In Kerala, the party ran candidates in Ponnani and Malappuram. In Karnataka, the SDPI – supported by Janata Dal (Secular) – contested in Dakshina Kannada. The JD-S extended its support "on the principles and ideologies laid by the party at the time of its (SDPI's) birth". Of the parties who contested the 2014 Indian general election in Kerala, the SDPI had the highest number of candidates (14 out of 20) with criminal charges. In the 16th Lok Sabha election, the party received 0.07 percent of the vote and did not win any seats.

====2019====
The party contested for 15 seats in six states (Kerala, Karnataka, Tamil Nadu, Andhra Pradesh, West Bengal, and Delhi) in the 2019 Lok Sabha elections. In Andhra Pradesh, the SDPI contested for one Lok Sabha seat and fielded two candidates in the Legislative Assembly elections. In Karnataka's Dakshina Kannada constituency, the SDPI received 46,839 votes (3.48 per cent of the vote). In Tamil Nadu, the SDPI allied with T. T. V. Dhinakaran's AMMK party in the Central Chennai constituency. SDPI national vice president KKSM Dehlan Baqavi received 23,741 votes (3.02 per cent).

▶ Entries provided
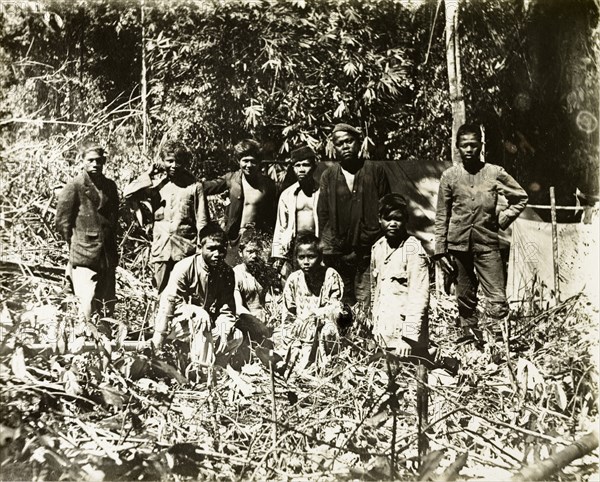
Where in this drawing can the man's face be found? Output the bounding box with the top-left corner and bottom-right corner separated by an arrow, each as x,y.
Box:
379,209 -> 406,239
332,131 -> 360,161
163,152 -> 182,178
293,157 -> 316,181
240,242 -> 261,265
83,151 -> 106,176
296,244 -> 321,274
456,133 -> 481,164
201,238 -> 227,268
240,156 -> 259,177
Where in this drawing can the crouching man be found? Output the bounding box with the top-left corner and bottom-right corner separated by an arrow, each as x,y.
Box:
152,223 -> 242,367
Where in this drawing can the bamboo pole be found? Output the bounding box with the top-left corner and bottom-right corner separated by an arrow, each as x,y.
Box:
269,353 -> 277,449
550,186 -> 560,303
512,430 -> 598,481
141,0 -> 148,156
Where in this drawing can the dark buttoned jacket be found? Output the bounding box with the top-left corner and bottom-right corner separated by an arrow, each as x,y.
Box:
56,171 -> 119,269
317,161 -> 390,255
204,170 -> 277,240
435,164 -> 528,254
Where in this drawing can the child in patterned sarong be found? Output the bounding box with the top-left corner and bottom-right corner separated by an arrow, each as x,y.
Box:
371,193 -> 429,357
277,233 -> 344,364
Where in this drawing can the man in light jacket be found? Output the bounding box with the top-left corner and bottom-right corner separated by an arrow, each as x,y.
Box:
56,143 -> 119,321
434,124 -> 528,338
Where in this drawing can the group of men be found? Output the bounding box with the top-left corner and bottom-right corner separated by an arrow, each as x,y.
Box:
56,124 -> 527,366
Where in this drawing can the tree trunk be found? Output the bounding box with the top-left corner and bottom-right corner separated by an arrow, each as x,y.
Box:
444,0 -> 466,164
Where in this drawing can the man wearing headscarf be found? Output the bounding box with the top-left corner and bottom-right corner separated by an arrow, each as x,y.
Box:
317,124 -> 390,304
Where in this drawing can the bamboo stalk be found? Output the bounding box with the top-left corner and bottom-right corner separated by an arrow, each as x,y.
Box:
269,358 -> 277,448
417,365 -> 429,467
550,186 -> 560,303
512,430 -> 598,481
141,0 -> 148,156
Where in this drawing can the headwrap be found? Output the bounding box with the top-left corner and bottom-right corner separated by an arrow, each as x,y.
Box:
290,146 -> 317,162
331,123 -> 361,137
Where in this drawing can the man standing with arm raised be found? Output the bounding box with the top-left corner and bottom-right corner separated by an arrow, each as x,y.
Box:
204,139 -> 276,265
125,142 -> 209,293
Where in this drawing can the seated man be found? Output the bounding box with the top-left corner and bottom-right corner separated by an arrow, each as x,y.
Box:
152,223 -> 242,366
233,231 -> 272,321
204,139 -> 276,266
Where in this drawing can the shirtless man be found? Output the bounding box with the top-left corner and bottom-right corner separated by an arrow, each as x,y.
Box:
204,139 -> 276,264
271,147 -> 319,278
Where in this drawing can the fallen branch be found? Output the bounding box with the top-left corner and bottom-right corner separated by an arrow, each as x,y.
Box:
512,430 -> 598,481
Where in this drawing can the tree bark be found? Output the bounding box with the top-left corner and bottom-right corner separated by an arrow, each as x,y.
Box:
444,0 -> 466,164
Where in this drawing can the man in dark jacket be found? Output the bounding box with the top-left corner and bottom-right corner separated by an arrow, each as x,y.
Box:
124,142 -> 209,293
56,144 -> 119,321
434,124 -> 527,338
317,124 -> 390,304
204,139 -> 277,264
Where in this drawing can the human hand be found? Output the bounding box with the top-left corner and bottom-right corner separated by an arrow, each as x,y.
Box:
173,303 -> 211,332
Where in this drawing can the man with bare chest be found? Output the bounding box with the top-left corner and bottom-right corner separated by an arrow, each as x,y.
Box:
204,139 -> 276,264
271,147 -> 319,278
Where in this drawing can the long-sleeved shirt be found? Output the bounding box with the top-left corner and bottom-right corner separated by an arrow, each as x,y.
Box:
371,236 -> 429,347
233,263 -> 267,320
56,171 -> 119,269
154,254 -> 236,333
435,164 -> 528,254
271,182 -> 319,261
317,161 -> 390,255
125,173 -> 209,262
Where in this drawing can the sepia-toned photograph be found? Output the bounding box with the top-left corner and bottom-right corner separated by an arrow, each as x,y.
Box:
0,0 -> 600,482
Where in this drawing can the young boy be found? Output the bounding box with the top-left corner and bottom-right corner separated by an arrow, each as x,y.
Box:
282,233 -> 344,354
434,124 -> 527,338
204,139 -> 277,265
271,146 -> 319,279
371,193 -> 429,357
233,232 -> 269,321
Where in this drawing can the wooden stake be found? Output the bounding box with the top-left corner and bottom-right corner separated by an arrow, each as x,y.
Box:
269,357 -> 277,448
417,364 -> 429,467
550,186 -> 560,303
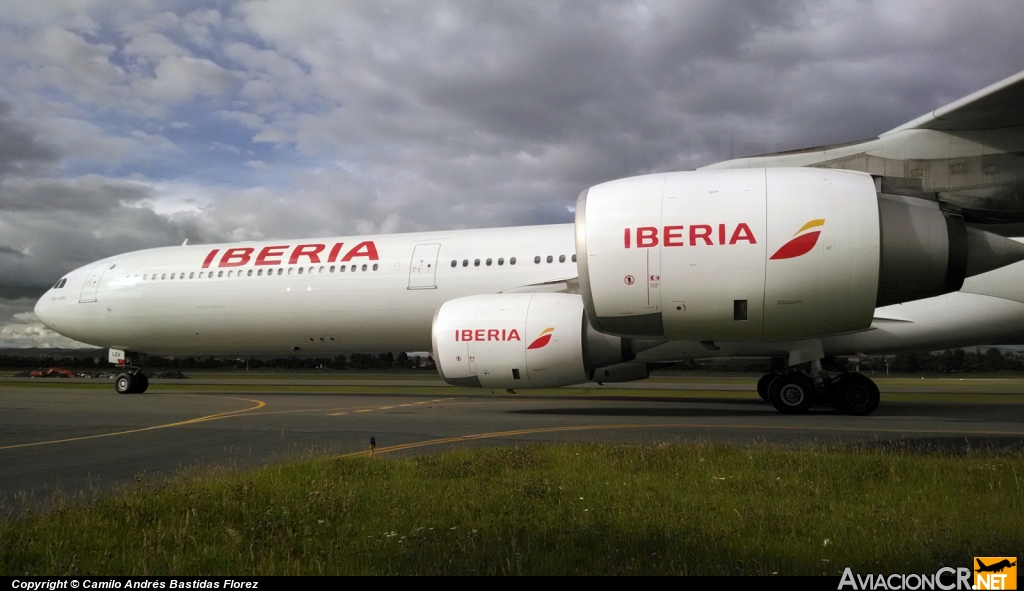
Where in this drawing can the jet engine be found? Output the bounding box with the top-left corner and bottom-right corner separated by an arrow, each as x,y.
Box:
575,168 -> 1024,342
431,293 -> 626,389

▶ Problem requirements
Revise the excerpt on the SDPI's election campaigns, beginning at the words "In Kerala, the party" and stopping after "win any seats.", so that "Janata Dal (Secular)" is replaced with "JD(S)".

▶ Task output
In Kerala, the party ran candidates in Ponnani and Malappuram. In Karnataka, the SDPI – supported by JD(S) – contested in Dakshina Kannada. The JD-S extended its support "on the principles and ideologies laid by the party at the time of its (SDPI's) birth". Of the parties who contested the 2014 Indian general election in Kerala, the SDPI had the highest number of candidates (14 out of 20) with criminal charges. In the 16th Lok Sabha election, the party received 0.07 percent of the vote and did not win any seats.